> **What the task requires**
Can you give the records below as a two-column CSV with the header row instruction,points, one row per record? Put each record's text and its answer in their own quoted fields, with any line breaks turned into spaces.
******
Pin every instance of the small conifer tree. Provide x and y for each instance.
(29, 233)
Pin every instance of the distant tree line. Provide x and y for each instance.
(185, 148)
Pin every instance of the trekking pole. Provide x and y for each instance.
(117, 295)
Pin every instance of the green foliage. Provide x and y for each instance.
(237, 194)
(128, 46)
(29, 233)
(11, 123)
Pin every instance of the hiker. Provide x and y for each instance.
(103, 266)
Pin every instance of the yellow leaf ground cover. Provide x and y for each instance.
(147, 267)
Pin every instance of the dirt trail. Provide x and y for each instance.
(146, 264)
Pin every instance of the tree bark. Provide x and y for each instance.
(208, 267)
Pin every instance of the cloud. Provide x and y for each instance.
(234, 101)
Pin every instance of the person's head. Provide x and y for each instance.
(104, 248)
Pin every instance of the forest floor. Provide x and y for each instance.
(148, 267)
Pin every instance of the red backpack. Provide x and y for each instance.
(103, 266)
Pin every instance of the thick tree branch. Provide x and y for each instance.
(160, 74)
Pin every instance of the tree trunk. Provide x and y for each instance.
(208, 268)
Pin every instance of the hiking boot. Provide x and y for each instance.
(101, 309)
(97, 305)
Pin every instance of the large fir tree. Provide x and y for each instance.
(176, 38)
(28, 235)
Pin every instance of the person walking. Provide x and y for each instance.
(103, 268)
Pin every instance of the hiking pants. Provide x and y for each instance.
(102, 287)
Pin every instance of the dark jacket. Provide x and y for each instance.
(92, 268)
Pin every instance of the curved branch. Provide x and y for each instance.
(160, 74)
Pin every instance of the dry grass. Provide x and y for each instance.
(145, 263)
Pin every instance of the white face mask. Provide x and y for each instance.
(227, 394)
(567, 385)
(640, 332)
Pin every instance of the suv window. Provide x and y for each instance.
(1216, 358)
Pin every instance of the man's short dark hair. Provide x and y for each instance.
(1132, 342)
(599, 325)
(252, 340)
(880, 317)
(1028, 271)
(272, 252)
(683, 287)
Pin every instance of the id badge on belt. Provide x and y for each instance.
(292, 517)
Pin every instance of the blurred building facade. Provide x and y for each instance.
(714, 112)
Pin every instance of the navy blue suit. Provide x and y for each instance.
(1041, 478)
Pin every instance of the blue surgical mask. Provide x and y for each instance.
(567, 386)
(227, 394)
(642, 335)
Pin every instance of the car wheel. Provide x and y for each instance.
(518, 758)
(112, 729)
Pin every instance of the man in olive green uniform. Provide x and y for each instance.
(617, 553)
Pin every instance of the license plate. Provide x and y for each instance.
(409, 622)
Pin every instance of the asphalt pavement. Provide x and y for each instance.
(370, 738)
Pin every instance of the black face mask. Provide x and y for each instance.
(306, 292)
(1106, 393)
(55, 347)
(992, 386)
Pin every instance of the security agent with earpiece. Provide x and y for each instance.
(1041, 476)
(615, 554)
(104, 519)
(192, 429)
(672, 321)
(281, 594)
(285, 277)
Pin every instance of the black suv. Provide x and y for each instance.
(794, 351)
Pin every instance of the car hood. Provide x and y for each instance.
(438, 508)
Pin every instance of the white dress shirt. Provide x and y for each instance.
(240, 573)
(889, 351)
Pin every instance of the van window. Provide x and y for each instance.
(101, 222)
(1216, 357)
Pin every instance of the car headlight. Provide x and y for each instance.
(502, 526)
******
> **Worked solution**
instruction,points
"Pin every instance of the small conifer tree. Provide x and y for each instance.","(29, 233)"
"Pin every instance of the distant tree line. Provide x and y for each instance.","(185, 148)"
"Pin every instance of the trekking pole. Provide x and y for each instance.","(117, 295)"
"Pin every instance of the green foliage. Provide x and y for each instance.","(237, 194) (128, 46) (29, 233) (11, 123)"
"Pin every instance of the hiker. Provide x and y for each instance.","(103, 266)"
"Pin every instance of the yellow leaf ground cover. Provide x and y for each instance.","(147, 267)"
"Pin every instance of the dirt trail. Provide x and y for each instance.","(146, 264)"
"Pin every instance of the tree bark. Provide x and y for each instance.","(208, 267)"
"Pin every instance of the cloud. Provide x and y for each instance.","(234, 101)"
"Pin every instance of the person's head. Provide x and y for each instance.","(104, 248)"
"Pin every instance of the forest floor. Provide x and y for each instance.","(148, 267)"
"Pin every instance of the red backpack. Provide x and y for each instance.","(103, 266)"
"Pin every instance of the thick tree branch. Provide x and y for each instance.","(160, 74)"
"Pin every instance of the tree trunk. Provide x and y for each instance.","(208, 268)"
"Pin every instance of the hiking boot. Provide x and y for each instance.","(101, 309) (97, 305)"
"Pin every instance of the large fir tree. Provide x and y for each instance.","(176, 38) (28, 235)"
"Pin every instance of the person walking. Provide x and y for each instance.","(103, 268)"
"Pin every instance of the hiking pants. Provide x and y for each instance.","(102, 287)"
"Pin every instance of the dark jacket. Provide x and y for each instance.","(92, 268)"
"Pin every instance of the curved branch. Provide x and y for each instance.","(160, 74)"
"Pin every instance of the dry grass. Provide x and y for each instance.","(145, 263)"
"Pin every instance of the white face mask. Provide x and y for each instance.","(227, 394) (567, 385) (640, 332)"
"Pin every instance of the suv window. Provide x and y for each instance.","(1216, 358)"
"Pin every instance of the man's short dark hair. Provide x and y for each instance.","(1132, 342) (599, 325) (252, 340) (880, 317) (1028, 271) (272, 252) (683, 287)"
"Pin every instance of the id badge on belt. Provide x and y for each instance.","(292, 517)"
"Pin every instance of the blurred building facade. Provide x and y for each instance.","(714, 112)"
"Pin every instance of the navy blue suit. Provide x and y for each instance.","(1041, 478)"
"Pin every instance of the blue surgical mask. Provide x and y for each instance.","(567, 386) (227, 394) (642, 335)"
"Pin every instance of the car wheel. Provide x and y for each instance.","(518, 758) (112, 729)"
"Pin every instance of the man in olive green uniform. Provide x and y for each instance.","(617, 553)"
"Pin every instance of the license plate. Provide x and y for each instance.","(409, 622)"
"Pin every instance of the asphalt pavement. Provide x and y for each instance.","(370, 738)"
"Pin every instance of the black face mask. Provide x and y for each instance.","(306, 292) (1106, 393) (55, 347) (992, 386)"
"Pin every instance of the security agent with earpiece. Provide x and y for each instance.","(1041, 476) (615, 554) (104, 519) (192, 429) (672, 321) (281, 594) (285, 277)"
"Pin every instance of the black suv. Provide x and y for each instance.","(794, 351)"
"Pin every instance of the car hood. Provide x and y for each instance.","(438, 508)"
"Pin every instance of the white dress shirt. Provide x and y for each instance.","(240, 573) (889, 351)"
"Pin every instance of the van window. Provide x and y for each instance.","(101, 222) (1216, 357)"
"Pin every instance of the car headlight. Provide x and y for each instance.","(502, 526)"